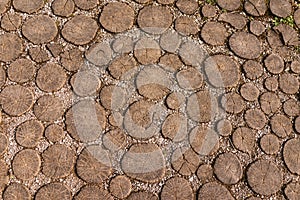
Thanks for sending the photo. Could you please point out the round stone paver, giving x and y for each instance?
(204, 141)
(3, 174)
(291, 153)
(200, 106)
(153, 83)
(185, 161)
(28, 6)
(16, 100)
(120, 186)
(40, 29)
(214, 33)
(16, 191)
(51, 77)
(117, 17)
(289, 83)
(281, 125)
(29, 133)
(80, 30)
(208, 192)
(270, 144)
(245, 45)
(253, 69)
(3, 144)
(292, 190)
(11, 22)
(187, 6)
(281, 8)
(269, 102)
(249, 92)
(256, 7)
(11, 47)
(63, 8)
(155, 19)
(48, 108)
(26, 164)
(58, 161)
(93, 165)
(86, 5)
(93, 192)
(228, 168)
(142, 195)
(177, 189)
(21, 70)
(144, 162)
(229, 5)
(255, 118)
(274, 64)
(243, 139)
(264, 177)
(54, 190)
(222, 71)
(85, 120)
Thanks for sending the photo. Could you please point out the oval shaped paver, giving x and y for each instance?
(177, 189)
(144, 162)
(40, 29)
(80, 30)
(58, 161)
(11, 47)
(94, 164)
(208, 191)
(264, 177)
(245, 45)
(228, 168)
(155, 19)
(26, 164)
(222, 71)
(16, 100)
(16, 191)
(117, 17)
(85, 121)
(28, 6)
(29, 133)
(53, 190)
(291, 153)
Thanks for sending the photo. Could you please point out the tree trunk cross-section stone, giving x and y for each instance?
(245, 45)
(40, 29)
(28, 6)
(58, 161)
(29, 133)
(11, 47)
(16, 100)
(80, 30)
(144, 162)
(228, 168)
(155, 19)
(117, 17)
(16, 191)
(93, 192)
(291, 154)
(53, 191)
(264, 177)
(85, 121)
(26, 164)
(48, 108)
(94, 164)
(214, 191)
(177, 189)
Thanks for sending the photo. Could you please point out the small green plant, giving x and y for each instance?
(288, 20)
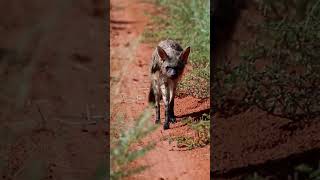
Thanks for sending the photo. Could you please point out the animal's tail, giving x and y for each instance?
(151, 99)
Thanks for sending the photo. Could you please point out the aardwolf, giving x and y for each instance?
(168, 62)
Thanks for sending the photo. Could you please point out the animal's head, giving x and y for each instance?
(173, 66)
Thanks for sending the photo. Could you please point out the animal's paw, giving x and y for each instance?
(166, 126)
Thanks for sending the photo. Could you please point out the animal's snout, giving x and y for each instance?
(172, 72)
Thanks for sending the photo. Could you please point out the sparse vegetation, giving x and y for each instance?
(122, 152)
(201, 136)
(189, 23)
(279, 71)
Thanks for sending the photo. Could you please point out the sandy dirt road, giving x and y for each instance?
(130, 83)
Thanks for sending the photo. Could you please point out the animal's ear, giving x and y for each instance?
(163, 55)
(185, 54)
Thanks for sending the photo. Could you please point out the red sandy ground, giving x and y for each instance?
(130, 60)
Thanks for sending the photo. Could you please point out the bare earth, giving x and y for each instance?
(129, 89)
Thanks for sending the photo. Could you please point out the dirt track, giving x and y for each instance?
(129, 87)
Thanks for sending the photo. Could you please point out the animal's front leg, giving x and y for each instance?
(171, 111)
(166, 98)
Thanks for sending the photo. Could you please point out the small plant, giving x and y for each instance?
(201, 136)
(121, 152)
(279, 71)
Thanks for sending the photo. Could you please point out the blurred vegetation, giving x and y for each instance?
(188, 22)
(122, 152)
(279, 68)
(200, 137)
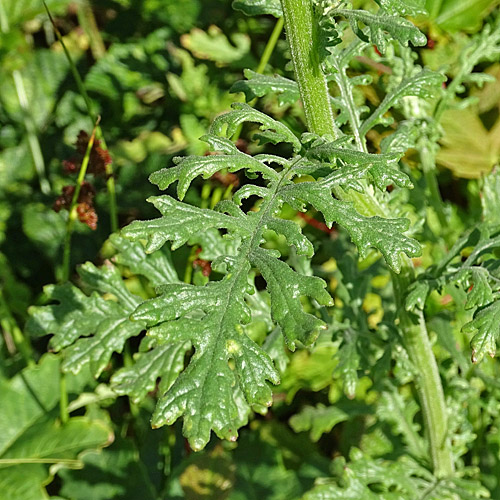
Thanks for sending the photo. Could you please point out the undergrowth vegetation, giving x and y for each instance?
(303, 302)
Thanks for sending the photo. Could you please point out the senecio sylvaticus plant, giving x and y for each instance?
(212, 372)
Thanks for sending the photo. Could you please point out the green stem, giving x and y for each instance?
(128, 362)
(110, 183)
(301, 31)
(266, 55)
(271, 44)
(88, 22)
(29, 124)
(63, 397)
(428, 160)
(9, 324)
(72, 209)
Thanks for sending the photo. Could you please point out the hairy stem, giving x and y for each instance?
(301, 32)
(266, 55)
(9, 326)
(29, 124)
(72, 209)
(110, 183)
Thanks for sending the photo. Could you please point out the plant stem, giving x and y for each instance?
(63, 397)
(88, 22)
(301, 32)
(29, 124)
(72, 209)
(9, 325)
(269, 48)
(266, 55)
(110, 183)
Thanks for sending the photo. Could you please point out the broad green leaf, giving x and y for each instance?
(486, 323)
(319, 419)
(379, 24)
(259, 7)
(31, 440)
(468, 153)
(257, 85)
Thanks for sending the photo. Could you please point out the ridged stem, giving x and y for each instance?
(301, 29)
(110, 182)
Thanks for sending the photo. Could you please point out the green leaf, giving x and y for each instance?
(424, 85)
(183, 222)
(258, 7)
(490, 199)
(286, 287)
(403, 7)
(364, 478)
(188, 168)
(486, 323)
(157, 267)
(417, 295)
(257, 85)
(163, 362)
(400, 413)
(319, 419)
(207, 393)
(228, 123)
(379, 25)
(366, 232)
(31, 440)
(116, 472)
(476, 280)
(89, 327)
(348, 366)
(215, 46)
(382, 168)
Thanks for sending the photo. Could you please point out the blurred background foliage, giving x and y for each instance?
(158, 72)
■ ■ ■ ■
## Task directions:
Quote the line that contains "the green leaf, giving" and each line after it through the end of the data, exactly, leaving out everything else.

## Task output:
Thanks for sending the photo. Could you please point out the green leaf, giving x and y for each instance?
(424, 85)
(183, 222)
(258, 7)
(490, 199)
(286, 287)
(403, 7)
(364, 478)
(188, 168)
(486, 323)
(157, 267)
(417, 295)
(257, 85)
(163, 362)
(400, 413)
(319, 419)
(207, 393)
(228, 123)
(379, 25)
(366, 232)
(31, 440)
(116, 472)
(476, 280)
(89, 327)
(348, 366)
(215, 46)
(382, 168)
Thanks for sending the photo. Could you please point out the blurred background foliage, giving x and y for each instance?
(158, 72)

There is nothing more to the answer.